▶ Work required: Present each line of the entries below as a Markdown table with the columns Row and Line, numbering the rows and skipping blank lines. Leave the pictures out of your answer.

(Stored items)

------------------------------------------------------------------------

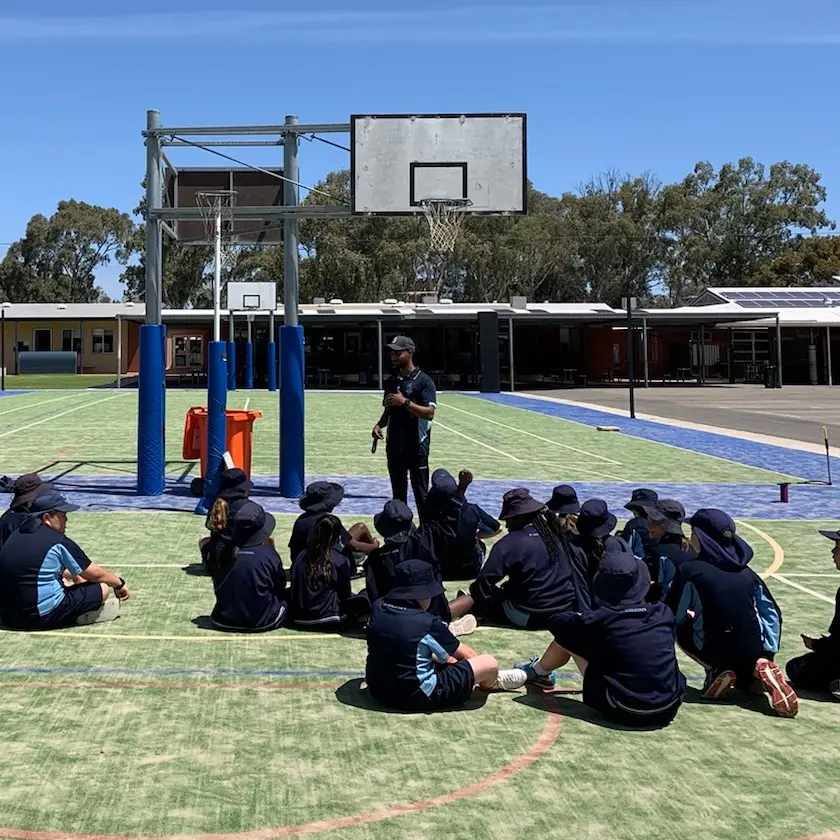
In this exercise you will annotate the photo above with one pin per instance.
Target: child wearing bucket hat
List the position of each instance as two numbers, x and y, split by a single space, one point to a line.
623 646
25 490
727 618
819 669
249 580
414 663
533 559
321 498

------------------------------------------------------------------------

▶ Correct response:
| Row | Line |
|---|---|
| 1 | In this exercise you will annotate the photo above with one pin per instance. |
| 2 | Target: child wearing bucket hat |
| 3 | List the position of each instance as two numbers, x and y, split by a single space, one point to a line. |
| 4 | 623 646 |
| 5 | 25 490 |
| 6 | 727 618 |
| 7 | 819 669 |
| 8 | 249 580 |
| 9 | 414 663 |
| 10 | 533 559 |
| 11 | 321 498 |